▸ Written request a
In the forum thread below, what part of the state does okcpl2007 say they are from?

* begin Document passage *

# Howdy all



## okcpl2007 (Oct 16, 2007)

Being new here I wanted to say "hello to all". This year is my first yard haunt in several years and from looking at all the stuff here on the site I am WAY BEHIND the curve.  But what I dont make this year I will be more than ready for next year. Great site and nice to meet all yall!


----------



## scareme (Aug 29, 2006)

Hi and welcome to the forum. We are all behind the curve, but that doesn't stop us. We have a couple here from OKC. Where are you from? Great bunch of people here.


----------



## okcpl2007 (Oct 16, 2007)

Thanks for the welcome Scareme. We are from the northeast corner of the state. Bout as close as you can get to Missouri without being in it.


----------



## spideranne (Jul 17, 2006)

Welcome!


----------



## HrdHeaded1 (Sep 20, 2007)

Howdy! Welcome to the forum.. Many of us are behind hehe in more ways than one.


----------



## Hauntiholik (May 17, 2006)

Welcome to the forum  You'll catch up soon enough!


----------



## Lagrousome (Apr 12, 2007)

Welcome!


----------



## ScareFX (Aug 18, 2004)

Welcome


----------



## Ghostess (Aug 21, 2005)

Welcome


----------



## Wyatt Furr (Jun 5, 2006)

Howdy and Welcome


----------



## cqedens137 (Sep 27, 2007)

welcome to the haunted craziness.

by the way so to tell you but you will never catch up.


----------



## Darkside (Aug 6, 2007)

Welcome


----------



## slimy (Jul 12, 2006)

I love it when we get Oklahoma on this board!!!!!!

Welcome, this is a great place.

Oh, and I just stay behind the curve. It's better that way.


----------



## Moon Dog (Oct 3, 2006)

Welcome! Not to worry... with the great minds here, we'll have ya up to speed in no time flat!


----------



## pyro (Oct 7, 2006)

hell o &welcome


----------



## Lilly (Jun 13, 2006)

welcome to another oaky
hope you get a lot of ideas from here


----------

* end Document passage *
* begin Records to use *

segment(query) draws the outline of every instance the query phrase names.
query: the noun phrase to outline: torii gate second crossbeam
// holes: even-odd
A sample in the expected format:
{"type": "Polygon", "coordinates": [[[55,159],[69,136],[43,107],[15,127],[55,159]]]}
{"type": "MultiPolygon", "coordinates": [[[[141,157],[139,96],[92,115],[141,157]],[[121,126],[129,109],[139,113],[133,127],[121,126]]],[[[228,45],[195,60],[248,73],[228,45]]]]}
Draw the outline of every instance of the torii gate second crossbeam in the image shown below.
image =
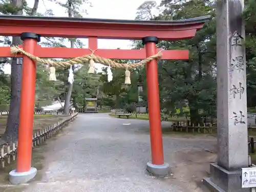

* end Records to use *

▸ Written request b
Express every line of the image boundary labeling records above as a Markdown table with the columns Num and Content. Skip blank lines, and leave the pictures out of your answer.

▸ Written reply a
The northeast corner of the state, about as close as you can get to Missouri without being in it.

▸ Written reply b
| Num | Content |
|---|---|
| 1 | segment(query) draws the outline of every instance the query phrase names. |
| 2 | query: the noun phrase to outline: torii gate second crossbeam |
| 3 | // holes: even-odd |
| 4 | A sample in the expected format: |
| 5 | {"type": "Polygon", "coordinates": [[[55,159],[69,136],[43,107],[15,127],[55,159]]]} |
| 6 | {"type": "MultiPolygon", "coordinates": [[[[141,157],[139,96],[92,115],[141,157]],[[121,126],[129,109],[139,113],[133,127],[121,126]]],[[[228,45],[195,60],[248,73],[228,45]]]]} |
| 7 | Draw the outline of every instance of the torii gate second crossbeam in the image shown below. |
| 8 | image = |